* _Provided text_:
* begin *

# Headers



## knaletko (Mar 26, 2010)

I am planning on buying PS long tube headers very shortly, however, this will be m first mod, are there any other things that i need (other then mids and o2 extensions) before bolting them on? and, more importantly, is this a good place to start/do they have fitment issues?


----------



## knaletko (Mar 26, 2010)

*Please!*

i know this is very last minute, however the deal i was offered expires by noon tomorrow, if i dont jump i will not be doing headers for a long while (i can afford the $500 discount on new, but not much more


----------



## Huckleberry06 (Feb 19, 2010)

you should be alright. you're gonna wanna get a tune after the install. since ur short of cash you can just go the handheld tuner route like the diablosport predator tuner until u can afford a good dyno tune.


----------



## knaletko (Mar 26, 2010)

Thanks, i'm still unsure about them, especially since i wont have the money to do a tune for a decent amount of time...


----------



## Huckleberry06 (Feb 19, 2010)

yea i hear ya. im in the process of saving up for some kooks headers and a good tune myself, which looks like its gonna be several months down the road.


----------



## KyleGT05usmc (Feb 28, 2009)

* end *

* _Data_:
* begin *

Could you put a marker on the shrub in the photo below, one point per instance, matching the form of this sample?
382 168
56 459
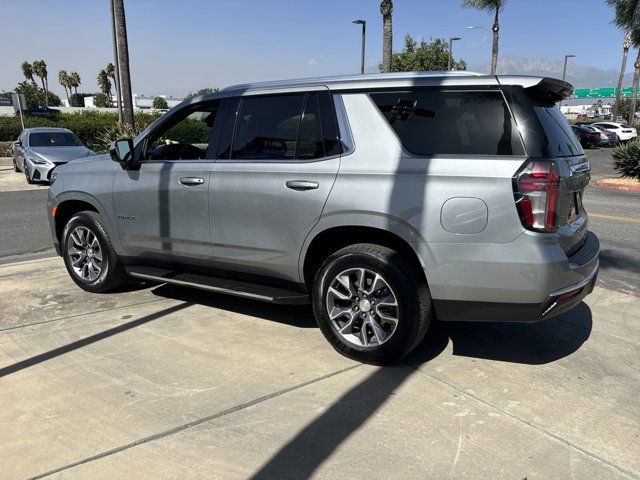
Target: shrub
160 103
626 159
101 100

* end *

* _Objectives_:
1. In the headers thread, which handheld tuner does Huckleberry06 name as an option?
2. Please resume the headers thread where it stops.
The items were taken from a different source than the headers thread.

* _Expected responses_:
1. The Diablosport Predator tuner.

2.
Just from what Ive seen around, the pacesetters will work, but they are harder to fit and they arent as durable/long lasting. When I did my headers(kooks LTs) they had to modify the downpipes to match up with the rest of the exhaust. 

Just food for thought, if your tight on money now dont cut yourself too short and spend double to fix it, if those headers rust up in the next year or so you'll be back to start.


----------



## knaletko (Mar 26, 2010)

I have heard about both issues, apparently they have come out with a second version that fits better. the reliability is still up in the air, and seems to vary person to person. 
Also, not sure how long you've been stationed in CL, NC, but my cousin was there a few years back and was telling me about a Goat that was down there...


----------



## KyleGT05usmc (Feb 28, 2009)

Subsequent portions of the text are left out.